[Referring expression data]
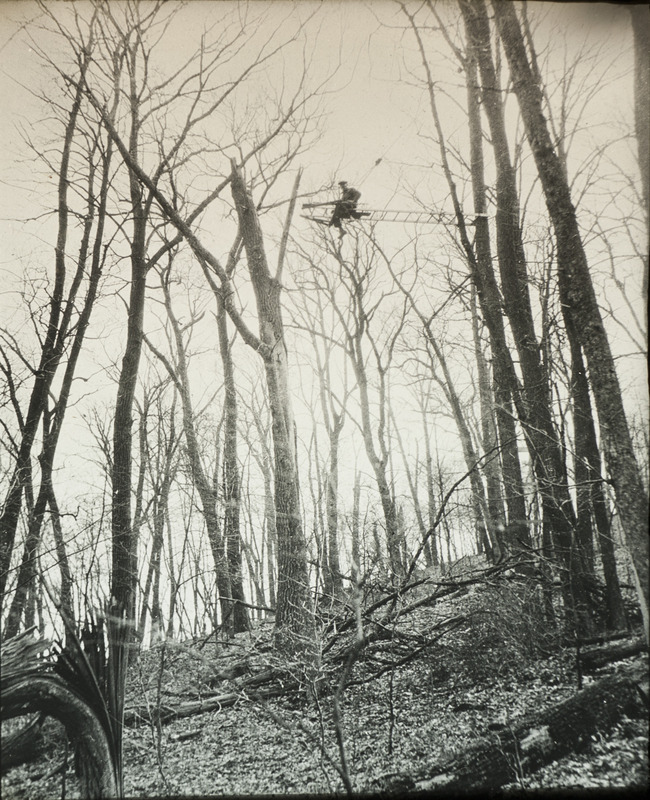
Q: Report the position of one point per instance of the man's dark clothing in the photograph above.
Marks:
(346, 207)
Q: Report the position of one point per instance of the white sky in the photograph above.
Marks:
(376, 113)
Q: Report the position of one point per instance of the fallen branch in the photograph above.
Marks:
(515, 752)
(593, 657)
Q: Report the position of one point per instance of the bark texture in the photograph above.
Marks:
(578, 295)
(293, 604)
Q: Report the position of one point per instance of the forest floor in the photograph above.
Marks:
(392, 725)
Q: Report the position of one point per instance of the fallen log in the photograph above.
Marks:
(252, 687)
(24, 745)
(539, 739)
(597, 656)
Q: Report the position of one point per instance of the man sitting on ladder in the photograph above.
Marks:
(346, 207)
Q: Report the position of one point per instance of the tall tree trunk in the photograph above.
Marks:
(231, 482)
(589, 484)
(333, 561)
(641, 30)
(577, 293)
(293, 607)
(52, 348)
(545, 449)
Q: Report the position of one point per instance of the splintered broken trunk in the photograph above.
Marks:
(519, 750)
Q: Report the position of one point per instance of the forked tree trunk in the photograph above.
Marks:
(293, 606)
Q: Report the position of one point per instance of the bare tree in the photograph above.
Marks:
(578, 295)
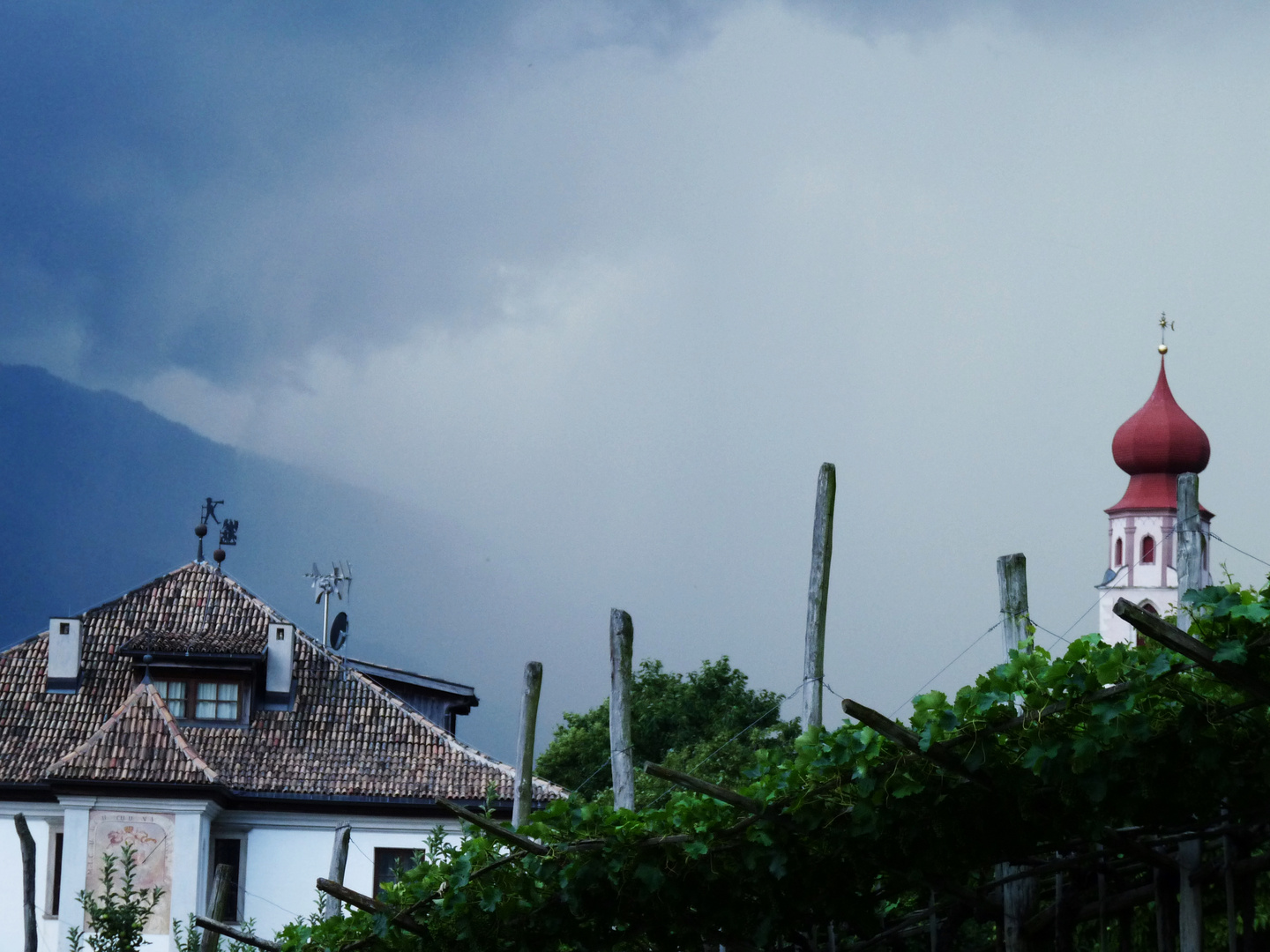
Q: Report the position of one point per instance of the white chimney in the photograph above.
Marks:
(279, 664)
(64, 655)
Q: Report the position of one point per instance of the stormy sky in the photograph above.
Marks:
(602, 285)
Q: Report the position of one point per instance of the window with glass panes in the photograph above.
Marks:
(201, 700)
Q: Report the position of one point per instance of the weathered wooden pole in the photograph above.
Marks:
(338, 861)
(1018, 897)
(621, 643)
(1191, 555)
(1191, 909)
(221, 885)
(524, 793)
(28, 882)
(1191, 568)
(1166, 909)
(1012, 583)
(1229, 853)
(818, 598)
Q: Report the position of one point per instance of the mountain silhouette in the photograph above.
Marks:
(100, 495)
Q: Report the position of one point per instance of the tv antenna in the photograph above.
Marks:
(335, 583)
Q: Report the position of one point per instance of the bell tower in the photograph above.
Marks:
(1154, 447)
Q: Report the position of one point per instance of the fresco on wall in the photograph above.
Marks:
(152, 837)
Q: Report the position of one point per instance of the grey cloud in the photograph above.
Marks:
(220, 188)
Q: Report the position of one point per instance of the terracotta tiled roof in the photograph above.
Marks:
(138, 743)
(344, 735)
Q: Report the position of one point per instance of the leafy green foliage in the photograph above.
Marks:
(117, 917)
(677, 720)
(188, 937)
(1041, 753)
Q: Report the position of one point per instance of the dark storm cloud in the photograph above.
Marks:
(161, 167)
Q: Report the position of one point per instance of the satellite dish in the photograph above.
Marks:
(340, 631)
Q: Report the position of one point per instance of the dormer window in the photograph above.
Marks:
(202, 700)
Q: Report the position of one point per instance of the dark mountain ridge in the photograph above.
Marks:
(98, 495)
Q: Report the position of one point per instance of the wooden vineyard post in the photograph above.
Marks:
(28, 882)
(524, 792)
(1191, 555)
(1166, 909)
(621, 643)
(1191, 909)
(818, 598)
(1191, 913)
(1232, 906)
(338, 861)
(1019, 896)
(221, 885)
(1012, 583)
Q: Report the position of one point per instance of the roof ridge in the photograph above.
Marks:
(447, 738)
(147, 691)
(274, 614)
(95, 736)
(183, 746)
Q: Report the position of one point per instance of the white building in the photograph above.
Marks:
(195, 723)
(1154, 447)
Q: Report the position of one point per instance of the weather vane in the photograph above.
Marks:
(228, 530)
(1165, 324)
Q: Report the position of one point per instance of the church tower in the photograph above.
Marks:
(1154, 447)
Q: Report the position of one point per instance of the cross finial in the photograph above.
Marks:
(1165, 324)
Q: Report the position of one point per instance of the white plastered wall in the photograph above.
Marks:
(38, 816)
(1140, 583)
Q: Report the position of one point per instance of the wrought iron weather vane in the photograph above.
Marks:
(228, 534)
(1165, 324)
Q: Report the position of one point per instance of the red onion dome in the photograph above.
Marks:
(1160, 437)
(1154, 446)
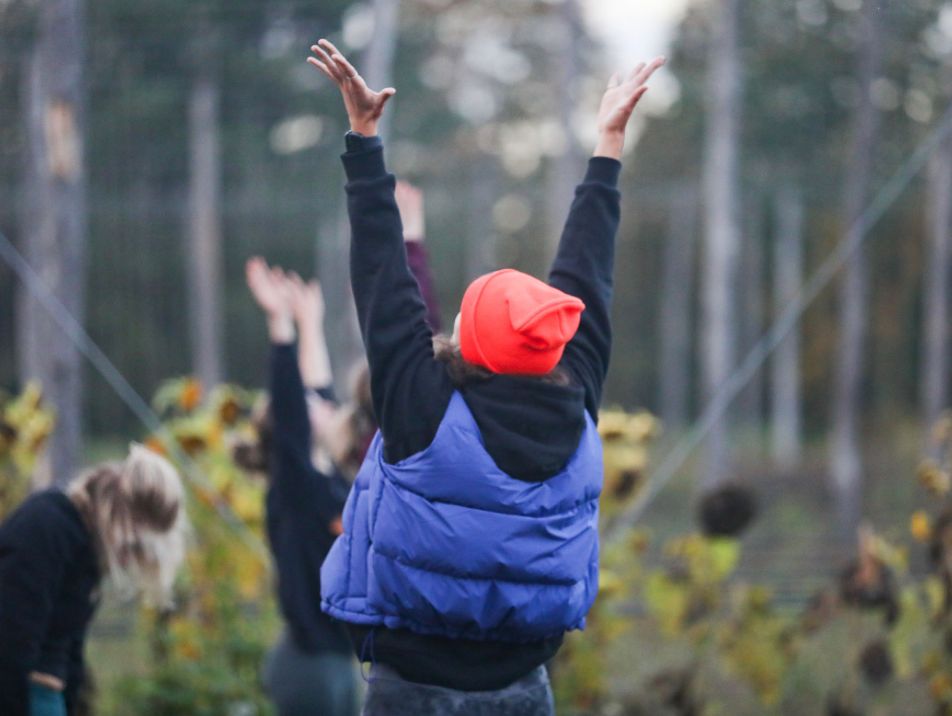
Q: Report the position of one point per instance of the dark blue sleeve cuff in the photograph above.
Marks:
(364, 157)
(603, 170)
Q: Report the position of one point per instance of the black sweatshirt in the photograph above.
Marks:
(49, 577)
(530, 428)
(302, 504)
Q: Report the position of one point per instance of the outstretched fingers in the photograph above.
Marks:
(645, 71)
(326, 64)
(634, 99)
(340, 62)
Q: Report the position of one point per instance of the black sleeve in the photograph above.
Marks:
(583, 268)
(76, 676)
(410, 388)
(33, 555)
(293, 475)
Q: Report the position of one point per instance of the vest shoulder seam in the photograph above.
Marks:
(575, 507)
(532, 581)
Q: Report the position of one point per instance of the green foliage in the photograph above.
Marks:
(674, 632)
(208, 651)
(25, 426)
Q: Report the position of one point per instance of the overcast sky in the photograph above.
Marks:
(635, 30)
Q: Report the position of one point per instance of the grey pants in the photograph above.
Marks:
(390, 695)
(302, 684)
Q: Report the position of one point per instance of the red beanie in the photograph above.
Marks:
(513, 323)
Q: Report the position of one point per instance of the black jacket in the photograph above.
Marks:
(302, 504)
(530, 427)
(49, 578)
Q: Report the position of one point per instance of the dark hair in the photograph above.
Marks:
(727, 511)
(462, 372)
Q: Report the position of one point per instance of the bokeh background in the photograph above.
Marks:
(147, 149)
* * *
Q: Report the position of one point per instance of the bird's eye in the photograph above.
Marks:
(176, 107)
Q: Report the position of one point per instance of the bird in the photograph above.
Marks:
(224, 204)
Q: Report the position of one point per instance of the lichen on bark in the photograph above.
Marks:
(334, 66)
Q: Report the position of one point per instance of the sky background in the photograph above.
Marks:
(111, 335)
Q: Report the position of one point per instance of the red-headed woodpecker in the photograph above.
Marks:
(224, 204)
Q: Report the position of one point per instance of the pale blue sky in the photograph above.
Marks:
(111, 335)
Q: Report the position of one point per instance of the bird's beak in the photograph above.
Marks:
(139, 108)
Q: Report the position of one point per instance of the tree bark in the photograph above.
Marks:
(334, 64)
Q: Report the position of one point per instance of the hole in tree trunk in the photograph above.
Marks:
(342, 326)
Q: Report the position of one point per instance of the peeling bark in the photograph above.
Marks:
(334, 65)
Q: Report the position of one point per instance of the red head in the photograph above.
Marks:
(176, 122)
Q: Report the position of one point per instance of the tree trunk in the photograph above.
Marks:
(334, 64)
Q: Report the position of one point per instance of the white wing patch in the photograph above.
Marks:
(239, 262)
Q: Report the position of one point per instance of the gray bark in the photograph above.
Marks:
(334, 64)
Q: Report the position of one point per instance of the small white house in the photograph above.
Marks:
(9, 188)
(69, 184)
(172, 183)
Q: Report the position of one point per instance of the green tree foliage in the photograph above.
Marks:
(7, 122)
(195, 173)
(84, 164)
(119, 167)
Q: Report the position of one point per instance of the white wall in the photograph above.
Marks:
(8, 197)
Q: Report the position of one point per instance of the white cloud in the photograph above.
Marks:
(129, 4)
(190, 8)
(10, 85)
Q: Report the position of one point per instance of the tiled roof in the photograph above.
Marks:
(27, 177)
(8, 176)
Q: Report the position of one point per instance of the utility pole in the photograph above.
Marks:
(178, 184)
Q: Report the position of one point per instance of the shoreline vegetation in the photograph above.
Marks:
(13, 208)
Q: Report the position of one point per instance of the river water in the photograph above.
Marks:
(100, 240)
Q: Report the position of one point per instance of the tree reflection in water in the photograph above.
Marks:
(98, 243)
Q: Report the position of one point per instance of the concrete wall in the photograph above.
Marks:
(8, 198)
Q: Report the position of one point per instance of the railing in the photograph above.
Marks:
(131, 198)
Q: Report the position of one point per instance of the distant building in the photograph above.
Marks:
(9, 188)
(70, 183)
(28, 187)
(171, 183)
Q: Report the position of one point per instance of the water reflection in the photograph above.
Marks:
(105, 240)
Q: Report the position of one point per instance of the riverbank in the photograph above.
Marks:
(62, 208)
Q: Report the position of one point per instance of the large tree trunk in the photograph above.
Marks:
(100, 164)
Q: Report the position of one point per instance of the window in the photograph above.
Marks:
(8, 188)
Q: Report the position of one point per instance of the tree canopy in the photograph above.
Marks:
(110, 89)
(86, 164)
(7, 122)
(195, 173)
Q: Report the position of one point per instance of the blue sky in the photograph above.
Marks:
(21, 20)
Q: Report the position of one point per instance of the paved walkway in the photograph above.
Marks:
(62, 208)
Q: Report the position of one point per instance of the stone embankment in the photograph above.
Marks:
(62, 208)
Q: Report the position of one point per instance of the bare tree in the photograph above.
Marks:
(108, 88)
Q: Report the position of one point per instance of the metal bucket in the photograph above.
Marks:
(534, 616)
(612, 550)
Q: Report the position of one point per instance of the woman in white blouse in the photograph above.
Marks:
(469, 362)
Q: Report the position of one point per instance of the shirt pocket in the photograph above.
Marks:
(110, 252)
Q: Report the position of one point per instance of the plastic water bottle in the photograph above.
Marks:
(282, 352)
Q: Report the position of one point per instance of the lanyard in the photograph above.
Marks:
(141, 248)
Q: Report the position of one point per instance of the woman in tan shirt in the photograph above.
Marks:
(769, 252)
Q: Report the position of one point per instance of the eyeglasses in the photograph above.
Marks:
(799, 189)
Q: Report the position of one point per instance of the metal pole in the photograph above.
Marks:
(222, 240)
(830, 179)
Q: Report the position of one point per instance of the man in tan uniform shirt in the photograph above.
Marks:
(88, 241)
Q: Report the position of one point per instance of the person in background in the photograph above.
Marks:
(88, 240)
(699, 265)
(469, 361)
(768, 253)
...
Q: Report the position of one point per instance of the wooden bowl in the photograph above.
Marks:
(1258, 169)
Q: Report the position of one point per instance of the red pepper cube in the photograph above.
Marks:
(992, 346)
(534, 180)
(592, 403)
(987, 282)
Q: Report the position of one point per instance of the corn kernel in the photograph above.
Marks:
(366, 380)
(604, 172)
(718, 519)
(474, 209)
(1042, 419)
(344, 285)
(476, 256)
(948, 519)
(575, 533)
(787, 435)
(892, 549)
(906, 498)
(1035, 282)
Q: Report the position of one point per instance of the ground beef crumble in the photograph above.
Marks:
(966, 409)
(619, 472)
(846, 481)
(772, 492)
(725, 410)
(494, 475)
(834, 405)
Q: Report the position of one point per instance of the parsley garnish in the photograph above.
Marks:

**WORK REQUIRED:** Copy each line above containing the string "bird".

**YOUR SOLUTION:**
Q: Report the position of one point per instance of the bird's eye in the photograph above.
Q: Report the position of one point per instance of the bird in the photograph above.
Q: Report the position of one point per instance of the bird's beak in the photograph above.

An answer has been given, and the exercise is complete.